課題 A: 文書の抜粋によると、大院君が起こしたクーデターを鎮圧したのはどこですか？

+++ 文書の抜粋 +++

朝鮮王朝の第25代の王・哲宗が死去した後、王族である大院君の子が第26代の王・高宗として即位します。宗哲に息子がいれば当然息子が後を継いで即位したでしょうが宗哲には息子はおらず、そのため高宗が即位、そして高宗には閔妃という名の妻がいました。

さてその矢先、王となった高宗の周囲で権力争いが勃発、揉めていたのは高宗の父・大院君と高宗の妻・閔妃です。それぞれ相手を潰そうとする大院君と閔妃、大院君が軍隊を動かす一方で閔妃は日本の力を借りますが、ここで大院君は大規模なクーデターを起こします。

このクーデターで狙われたのは閔妃はもちろんですが、閔妃が協力を求めた日本もその対象となってしまい、そのため朝鮮の日本大使館が焼きうちされるなど、クーデターは朝鮮内においてまるで戦のごとく大きなものとなりました。しかし、清国によってクーデターは鎮圧されます。

+++ 提供レコード +++

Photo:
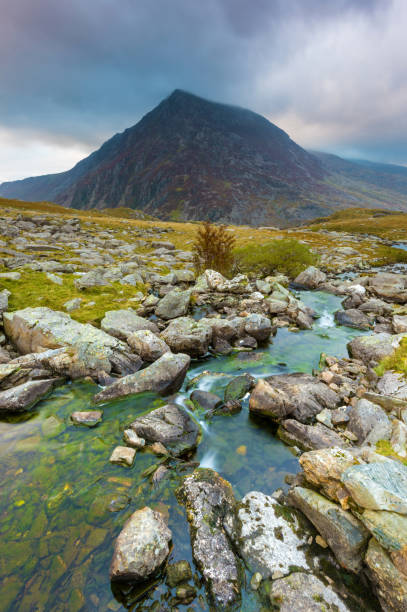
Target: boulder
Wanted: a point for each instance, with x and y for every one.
(300, 396)
(345, 535)
(185, 335)
(269, 537)
(210, 505)
(390, 583)
(369, 422)
(141, 547)
(122, 323)
(308, 437)
(174, 304)
(353, 318)
(164, 376)
(302, 592)
(373, 348)
(34, 330)
(170, 425)
(24, 397)
(310, 278)
(378, 486)
(146, 344)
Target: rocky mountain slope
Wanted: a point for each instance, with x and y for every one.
(191, 159)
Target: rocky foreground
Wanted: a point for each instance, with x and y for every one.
(348, 425)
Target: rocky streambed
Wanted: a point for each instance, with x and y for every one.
(224, 445)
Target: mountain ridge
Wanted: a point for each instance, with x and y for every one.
(193, 159)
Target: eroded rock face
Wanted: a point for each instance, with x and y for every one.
(210, 506)
(34, 330)
(171, 426)
(164, 376)
(141, 547)
(268, 536)
(122, 323)
(391, 584)
(24, 397)
(298, 395)
(305, 593)
(378, 486)
(344, 534)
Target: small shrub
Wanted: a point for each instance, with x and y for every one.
(213, 249)
(286, 256)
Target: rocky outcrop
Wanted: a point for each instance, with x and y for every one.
(298, 395)
(164, 376)
(141, 547)
(210, 505)
(171, 426)
(34, 330)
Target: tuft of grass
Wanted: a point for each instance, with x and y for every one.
(397, 361)
(287, 256)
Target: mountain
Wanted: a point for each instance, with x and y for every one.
(192, 159)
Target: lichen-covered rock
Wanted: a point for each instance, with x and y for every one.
(210, 505)
(269, 537)
(185, 335)
(164, 376)
(391, 584)
(378, 486)
(301, 592)
(122, 323)
(171, 426)
(297, 395)
(344, 534)
(34, 330)
(141, 547)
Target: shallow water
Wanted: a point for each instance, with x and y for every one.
(62, 503)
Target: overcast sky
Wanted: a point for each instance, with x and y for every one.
(331, 73)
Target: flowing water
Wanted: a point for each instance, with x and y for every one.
(62, 503)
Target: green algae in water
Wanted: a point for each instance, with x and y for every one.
(56, 520)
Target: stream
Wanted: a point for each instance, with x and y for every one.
(62, 503)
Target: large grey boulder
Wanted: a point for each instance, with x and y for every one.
(378, 486)
(210, 506)
(369, 423)
(122, 323)
(185, 335)
(269, 537)
(310, 278)
(353, 318)
(300, 396)
(390, 583)
(164, 376)
(300, 592)
(24, 397)
(146, 344)
(344, 534)
(309, 437)
(171, 426)
(174, 304)
(373, 348)
(35, 330)
(141, 547)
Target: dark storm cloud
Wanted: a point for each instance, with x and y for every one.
(72, 73)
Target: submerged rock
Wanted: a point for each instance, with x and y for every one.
(344, 534)
(24, 397)
(34, 330)
(210, 505)
(301, 592)
(297, 395)
(164, 376)
(141, 547)
(268, 536)
(171, 426)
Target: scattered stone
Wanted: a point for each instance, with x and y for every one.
(141, 547)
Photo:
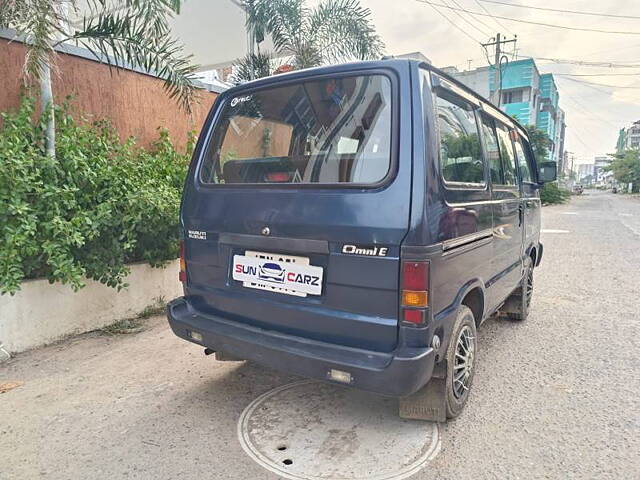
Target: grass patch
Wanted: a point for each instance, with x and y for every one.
(135, 324)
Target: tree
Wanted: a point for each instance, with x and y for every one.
(134, 32)
(332, 31)
(626, 168)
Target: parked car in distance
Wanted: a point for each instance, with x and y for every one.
(356, 224)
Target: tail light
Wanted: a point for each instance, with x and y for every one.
(183, 266)
(415, 292)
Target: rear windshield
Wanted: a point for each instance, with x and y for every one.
(335, 130)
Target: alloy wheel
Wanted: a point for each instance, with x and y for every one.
(463, 363)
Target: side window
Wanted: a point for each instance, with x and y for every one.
(523, 163)
(491, 146)
(507, 156)
(460, 148)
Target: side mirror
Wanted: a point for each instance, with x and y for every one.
(547, 172)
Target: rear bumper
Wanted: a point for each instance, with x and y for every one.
(397, 374)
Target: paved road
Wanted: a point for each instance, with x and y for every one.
(554, 397)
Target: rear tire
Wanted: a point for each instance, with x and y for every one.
(461, 354)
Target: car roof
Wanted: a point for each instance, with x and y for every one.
(397, 63)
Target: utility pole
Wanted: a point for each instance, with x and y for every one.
(498, 42)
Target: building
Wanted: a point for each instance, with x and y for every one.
(586, 173)
(526, 94)
(629, 137)
(601, 176)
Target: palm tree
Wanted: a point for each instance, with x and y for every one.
(119, 32)
(332, 31)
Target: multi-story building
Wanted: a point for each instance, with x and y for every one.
(586, 173)
(602, 176)
(629, 137)
(526, 94)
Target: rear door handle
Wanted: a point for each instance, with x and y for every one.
(520, 213)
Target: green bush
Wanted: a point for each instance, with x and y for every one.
(97, 206)
(551, 194)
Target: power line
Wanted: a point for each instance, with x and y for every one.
(597, 74)
(602, 84)
(577, 12)
(465, 19)
(550, 25)
(586, 63)
(456, 26)
(500, 24)
(588, 111)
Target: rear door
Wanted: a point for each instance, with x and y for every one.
(530, 196)
(507, 216)
(298, 205)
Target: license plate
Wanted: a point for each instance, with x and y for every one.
(278, 273)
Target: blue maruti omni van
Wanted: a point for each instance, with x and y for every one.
(356, 224)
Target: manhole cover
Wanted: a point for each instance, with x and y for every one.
(313, 430)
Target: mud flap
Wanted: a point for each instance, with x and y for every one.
(428, 403)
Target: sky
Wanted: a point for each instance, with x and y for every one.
(594, 114)
(213, 30)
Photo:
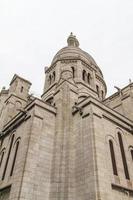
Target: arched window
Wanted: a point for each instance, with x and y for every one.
(102, 93)
(14, 158)
(50, 79)
(22, 88)
(89, 78)
(50, 100)
(132, 154)
(53, 76)
(8, 156)
(84, 75)
(97, 88)
(123, 157)
(2, 156)
(73, 72)
(112, 153)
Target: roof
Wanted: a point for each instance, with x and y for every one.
(16, 76)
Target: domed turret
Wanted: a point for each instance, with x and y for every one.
(86, 73)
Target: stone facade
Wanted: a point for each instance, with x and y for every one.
(73, 143)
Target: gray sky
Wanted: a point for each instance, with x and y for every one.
(32, 31)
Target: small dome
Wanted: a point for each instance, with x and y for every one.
(72, 51)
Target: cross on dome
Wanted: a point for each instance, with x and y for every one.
(72, 40)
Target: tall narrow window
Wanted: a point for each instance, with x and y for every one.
(102, 93)
(112, 153)
(84, 75)
(8, 156)
(2, 156)
(73, 72)
(132, 154)
(22, 88)
(50, 79)
(97, 88)
(123, 157)
(89, 78)
(53, 76)
(14, 158)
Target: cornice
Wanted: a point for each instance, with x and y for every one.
(107, 113)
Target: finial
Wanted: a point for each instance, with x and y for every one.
(3, 88)
(72, 40)
(130, 81)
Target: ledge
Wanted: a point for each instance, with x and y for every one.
(122, 188)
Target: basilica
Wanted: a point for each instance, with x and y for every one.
(72, 143)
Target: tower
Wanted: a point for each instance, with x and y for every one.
(73, 143)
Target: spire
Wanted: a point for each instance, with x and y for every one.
(72, 41)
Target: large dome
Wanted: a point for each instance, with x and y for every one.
(72, 51)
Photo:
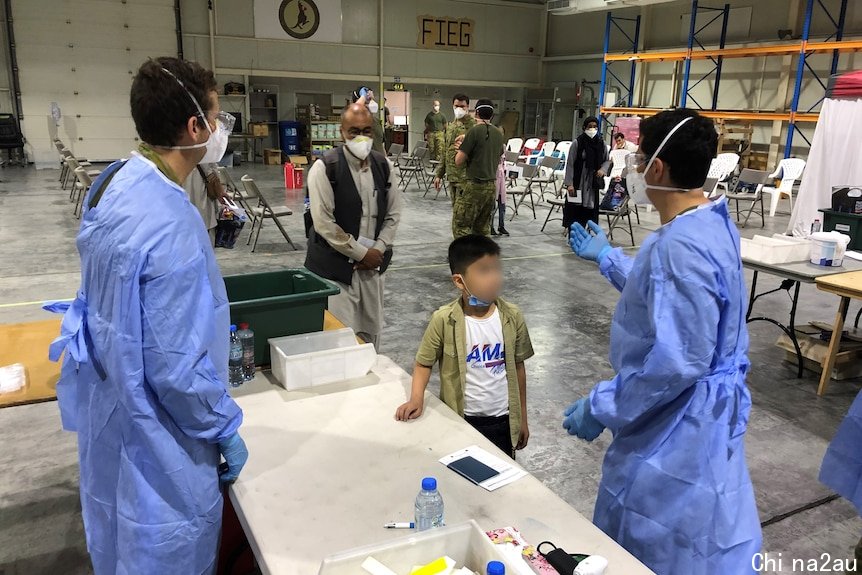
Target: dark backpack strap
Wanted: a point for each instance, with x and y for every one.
(103, 180)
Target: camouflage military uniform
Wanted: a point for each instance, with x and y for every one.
(474, 204)
(436, 144)
(448, 171)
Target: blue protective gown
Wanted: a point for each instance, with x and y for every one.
(842, 466)
(152, 318)
(675, 489)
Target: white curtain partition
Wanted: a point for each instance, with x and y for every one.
(835, 159)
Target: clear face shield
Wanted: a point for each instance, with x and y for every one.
(224, 127)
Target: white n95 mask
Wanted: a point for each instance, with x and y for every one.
(216, 145)
(360, 146)
(636, 181)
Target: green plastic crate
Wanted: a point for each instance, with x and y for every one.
(279, 303)
(848, 224)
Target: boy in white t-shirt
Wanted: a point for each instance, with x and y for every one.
(481, 343)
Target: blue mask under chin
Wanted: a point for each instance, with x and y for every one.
(473, 300)
(476, 302)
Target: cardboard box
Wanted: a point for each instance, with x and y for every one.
(258, 129)
(272, 157)
(294, 176)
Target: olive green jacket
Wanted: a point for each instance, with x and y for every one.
(448, 170)
(445, 342)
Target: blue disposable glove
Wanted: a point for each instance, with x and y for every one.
(235, 455)
(590, 246)
(579, 420)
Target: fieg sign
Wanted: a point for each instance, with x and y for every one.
(445, 33)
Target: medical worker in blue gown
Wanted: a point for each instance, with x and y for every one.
(144, 378)
(841, 470)
(675, 489)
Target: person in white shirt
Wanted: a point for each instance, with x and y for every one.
(480, 342)
(620, 143)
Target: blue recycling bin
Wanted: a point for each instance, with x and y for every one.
(291, 137)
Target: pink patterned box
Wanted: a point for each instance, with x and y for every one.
(513, 545)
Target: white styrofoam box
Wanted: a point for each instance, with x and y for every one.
(801, 252)
(774, 250)
(310, 359)
(466, 543)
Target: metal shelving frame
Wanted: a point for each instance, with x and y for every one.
(697, 51)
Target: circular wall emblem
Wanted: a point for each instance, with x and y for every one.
(299, 18)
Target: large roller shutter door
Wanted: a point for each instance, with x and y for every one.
(82, 54)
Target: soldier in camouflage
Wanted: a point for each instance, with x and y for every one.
(448, 172)
(479, 150)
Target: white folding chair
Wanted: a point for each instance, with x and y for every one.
(529, 172)
(414, 168)
(70, 167)
(264, 211)
(548, 168)
(789, 170)
(394, 153)
(718, 172)
(81, 186)
(742, 192)
(237, 193)
(531, 144)
(515, 145)
(729, 161)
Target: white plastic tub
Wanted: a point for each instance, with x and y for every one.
(310, 359)
(827, 248)
(775, 250)
(465, 543)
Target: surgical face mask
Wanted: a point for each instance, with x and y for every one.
(360, 146)
(471, 299)
(636, 181)
(480, 114)
(216, 144)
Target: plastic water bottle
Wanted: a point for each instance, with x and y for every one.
(429, 506)
(815, 227)
(235, 359)
(246, 338)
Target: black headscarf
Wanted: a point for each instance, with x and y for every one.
(591, 152)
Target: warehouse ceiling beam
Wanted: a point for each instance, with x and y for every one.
(802, 62)
(751, 115)
(629, 30)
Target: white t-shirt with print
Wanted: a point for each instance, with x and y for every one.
(487, 390)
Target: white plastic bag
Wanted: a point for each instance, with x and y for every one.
(12, 378)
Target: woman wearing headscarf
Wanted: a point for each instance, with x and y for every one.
(585, 170)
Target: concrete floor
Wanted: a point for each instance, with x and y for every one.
(568, 308)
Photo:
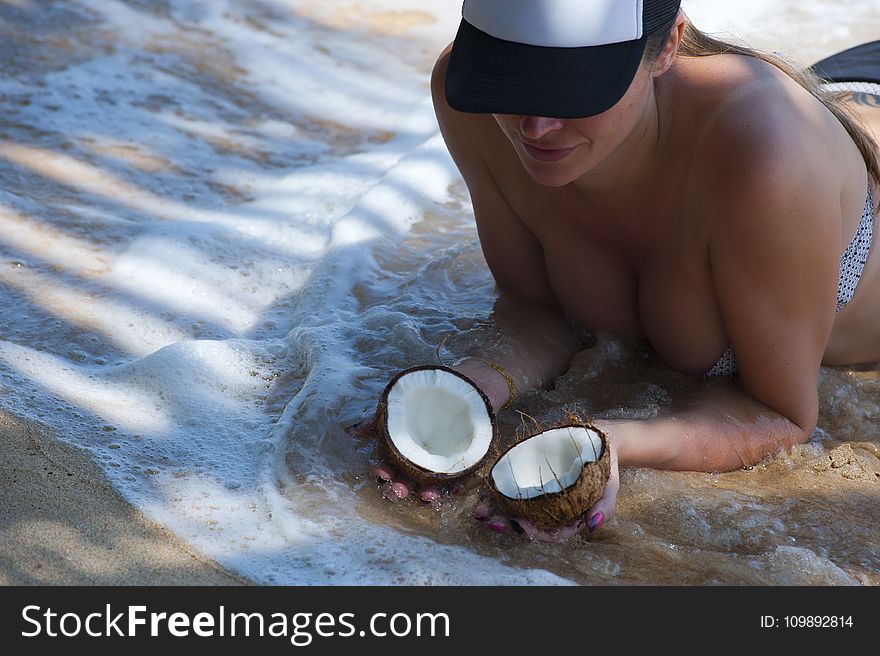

+++

課題 B: 上のレコードのうち、「Target: large roller shutter door」を含む行から始め、レコードの最後の行までを、両端を含めてJSONの文字列リストに変換してください。1行を1つの文字列とし、空行は除き、この範囲の行だけを出力してください。画像は答えに含めないでください。

解答 A: 清国です。

解答 B:
[
  "Target: large roller shutter door",
  "Wanted: a point for each instance, with x and y for every one.",
  "(82, 54)",
  "Target: soldier in camouflage",
  "Wanted: a point for each instance, with x and y for every one.",
  "(448, 172)",
  "(479, 150)",
  "Target: white folding chair",
  "Wanted: a point for each instance, with x and y for every one.",
  "(529, 172)",
  "(414, 168)",
  "(70, 167)",
  "(264, 211)",
  "(548, 168)",
  "(789, 170)",
  "(394, 153)",
  "(718, 172)",
  "(81, 186)",
  "(742, 192)",
  "(237, 193)",
  "(531, 144)",
  "(515, 145)",
  "(729, 161)",
  "Target: white plastic tub",
  "Wanted: a point for each instance, with x and y for every one.",
  "(310, 359)",
  "(827, 248)",
  "(775, 250)",
  "(465, 543)",
  "Target: surgical face mask",
  "Wanted: a point for each instance, with x and y for every one.",
  "(360, 146)",
  "(471, 299)",
  "(636, 181)",
  "(480, 114)",
  "(216, 144)",
  "Target: plastic water bottle",
  "Wanted: a point for each instance, with x and y for every one.",
  "(429, 506)",
  "(815, 227)",
  "(235, 359)",
  "(246, 338)",
  "Target: black headscarf",
  "Wanted: a point for each instance, with x and y for every one.",
  "(591, 152)",
  "Target: warehouse ceiling beam",
  "Wanted: a point for each instance, with x and y for every one.",
  "(802, 62)",
  "(751, 115)",
  "(629, 30)",
  "Target: white t-shirt with print",
  "Wanted: a point for each instance, with x and y for every one.",
  "(487, 390)",
  "Target: white plastic bag",
  "Wanted: a point for each instance, with x and y for every one.",
  "(12, 378)",
  "Target: woman wearing headscarf",
  "Wanted: a point for each instance, with x and y for every one.",
  "(585, 170)",
  "Target: concrete floor",
  "Wanted: a point for each instance, with x and y for every one.",
  "(568, 308)",
  "Photo:"
]